[EXERCISE AIM]: Could you write out all the rows below again, requests included, with each coordinate in the answer points multiplied by 1.85 and rounded to a whole number, halves rounding up? Keep the numbers in the requests and their format samples unchanged, and leave the pictures out.

-- Begin GIVEN DATA --

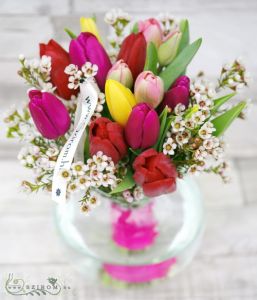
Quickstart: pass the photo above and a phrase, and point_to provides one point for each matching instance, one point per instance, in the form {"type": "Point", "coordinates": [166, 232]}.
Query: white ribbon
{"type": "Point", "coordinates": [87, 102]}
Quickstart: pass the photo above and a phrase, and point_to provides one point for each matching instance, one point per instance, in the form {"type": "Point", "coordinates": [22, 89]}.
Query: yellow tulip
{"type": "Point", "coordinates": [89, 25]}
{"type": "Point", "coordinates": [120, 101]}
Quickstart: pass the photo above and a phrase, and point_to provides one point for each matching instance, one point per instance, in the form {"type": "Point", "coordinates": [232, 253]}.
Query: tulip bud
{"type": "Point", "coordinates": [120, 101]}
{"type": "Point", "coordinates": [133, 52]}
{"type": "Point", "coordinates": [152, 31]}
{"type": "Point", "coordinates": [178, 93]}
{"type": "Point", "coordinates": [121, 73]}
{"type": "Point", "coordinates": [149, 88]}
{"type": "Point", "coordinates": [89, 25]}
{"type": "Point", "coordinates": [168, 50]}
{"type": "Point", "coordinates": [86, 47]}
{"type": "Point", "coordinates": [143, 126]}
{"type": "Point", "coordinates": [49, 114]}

-- End GIVEN DATA --

[ANSWER TO THE PROBLEM]:
Quickstart: pass the photo above and a phrase, and point_to provides one point for each matching instance, one point per instance, in the form {"type": "Point", "coordinates": [166, 232]}.
Query: white ribbon
{"type": "Point", "coordinates": [161, 189]}
Quickstart: pass the photo above and a phrase, and point_to provides one point for each matching instance, one point per instance, in the form {"type": "Point", "coordinates": [22, 89]}.
Query: yellow tulip
{"type": "Point", "coordinates": [165, 46]}
{"type": "Point", "coordinates": [222, 187]}
Quickstart: pass the photo above and a phrase, and point_to provides one point for each matching instance, one point per instance, in the form {"type": "Point", "coordinates": [232, 253]}.
Query: tulip bud
{"type": "Point", "coordinates": [222, 187]}
{"type": "Point", "coordinates": [246, 96]}
{"type": "Point", "coordinates": [281, 57]}
{"type": "Point", "coordinates": [329, 172]}
{"type": "Point", "coordinates": [224, 135]}
{"type": "Point", "coordinates": [276, 163]}
{"type": "Point", "coordinates": [165, 46]}
{"type": "Point", "coordinates": [311, 93]}
{"type": "Point", "coordinates": [159, 87]}
{"type": "Point", "coordinates": [265, 233]}
{"type": "Point", "coordinates": [91, 211]}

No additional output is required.